◆ **Work instructions**: Output all the data exactly.

◆ **Records for this task**:
──────────────────────────────

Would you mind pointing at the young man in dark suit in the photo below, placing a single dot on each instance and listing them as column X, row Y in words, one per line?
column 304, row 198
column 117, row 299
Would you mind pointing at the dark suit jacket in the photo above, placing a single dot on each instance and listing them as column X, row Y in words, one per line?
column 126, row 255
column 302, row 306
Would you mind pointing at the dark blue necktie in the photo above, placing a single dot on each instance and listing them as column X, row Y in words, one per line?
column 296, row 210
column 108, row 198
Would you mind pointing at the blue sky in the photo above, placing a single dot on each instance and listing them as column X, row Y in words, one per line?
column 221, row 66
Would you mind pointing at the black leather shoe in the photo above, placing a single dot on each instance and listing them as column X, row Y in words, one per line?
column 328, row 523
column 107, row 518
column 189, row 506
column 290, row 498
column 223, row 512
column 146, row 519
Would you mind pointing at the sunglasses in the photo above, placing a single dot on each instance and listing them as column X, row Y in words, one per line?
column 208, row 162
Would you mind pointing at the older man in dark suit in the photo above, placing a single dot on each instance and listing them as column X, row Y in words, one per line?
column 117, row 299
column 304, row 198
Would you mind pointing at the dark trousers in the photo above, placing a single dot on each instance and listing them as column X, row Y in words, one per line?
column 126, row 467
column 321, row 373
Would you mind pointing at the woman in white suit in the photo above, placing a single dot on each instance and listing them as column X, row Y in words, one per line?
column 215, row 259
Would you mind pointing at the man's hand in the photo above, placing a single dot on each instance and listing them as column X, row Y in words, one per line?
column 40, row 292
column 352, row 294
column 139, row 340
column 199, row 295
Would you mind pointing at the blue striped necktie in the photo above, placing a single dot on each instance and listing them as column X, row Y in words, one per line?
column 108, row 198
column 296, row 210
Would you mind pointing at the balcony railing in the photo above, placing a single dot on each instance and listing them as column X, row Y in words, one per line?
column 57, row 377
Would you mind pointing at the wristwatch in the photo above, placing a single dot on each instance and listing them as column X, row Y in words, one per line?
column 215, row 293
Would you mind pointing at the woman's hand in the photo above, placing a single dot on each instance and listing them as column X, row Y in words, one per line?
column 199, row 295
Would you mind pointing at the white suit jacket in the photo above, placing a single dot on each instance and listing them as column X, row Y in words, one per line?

──────────────────────────────

◆ **Response below**:
Would you mind pointing at the young man in dark suit in the photo below, placing a single dot on each instance and listing them as column X, row Y in words, one per line?
column 304, row 198
column 117, row 299
Would you mind pointing at the dark suit jacket in the photo above, placing a single dot on each instance and listing them as column X, row Y in words, one per line?
column 126, row 255
column 302, row 306
Would you mind pointing at the dark blue necktie in the photo above, placing a single dot on each instance and listing them as column X, row Y in words, one per line?
column 296, row 210
column 108, row 198
Would you mind pointing at the blue sky in the photo above, placing a single dot on each instance and listing them as column X, row Y in words, one per line?
column 221, row 66
Would you mind pointing at the black leather shoe in the photo above, placing a single dot on each instance and listing them as column X, row Y in words, one per line?
column 328, row 523
column 107, row 518
column 189, row 506
column 290, row 498
column 223, row 512
column 146, row 519
Would you mind pointing at the sunglasses in the photo above, placing a single dot on each instance and listing them as column X, row Y in words, one per line?
column 208, row 162
Would you mind pointing at the older man in dark suit in the photo above, placing a single dot on each instance and listing them as column X, row Y in words, one per line?
column 117, row 299
column 304, row 198
Would you mind pointing at the dark trousers in the photo above, placing a single dot on each instance and listing them as column X, row Y in words, one per line?
column 126, row 467
column 321, row 373
Would you mind pointing at the woman in white suit in the photo above, placing a single dot on each instance and listing them as column X, row Y in words, one per line?
column 215, row 259
Would you mind pointing at the man's hand in the photo above, placing a single dot on each instance and listing them as column X, row Y in words, one per line?
column 40, row 292
column 352, row 294
column 139, row 340
column 199, row 295
Would you mind pointing at the blue striped necktie in the photo above, placing a single dot on each instance and listing them as column X, row Y in words, one per line?
column 108, row 198
column 296, row 210
Would you mind pointing at the balcony railing in the photo above, placing a single dot on each instance and listing them as column X, row Y in words, one per line?
column 57, row 377
Would you mind pointing at the wristwatch in the photo above, placing a single dot on each instance and listing them as column X, row Y in words, one per line?
column 215, row 293
Would you mind pointing at the woman's hand in the photo above, placing a single dot on each instance and listing them as column X, row Y in words, one per line?
column 199, row 295
Would you mind pointing at the white suit jacket in the photo above, placing a single dot on each instance and listing them as column X, row Y in words, one per line?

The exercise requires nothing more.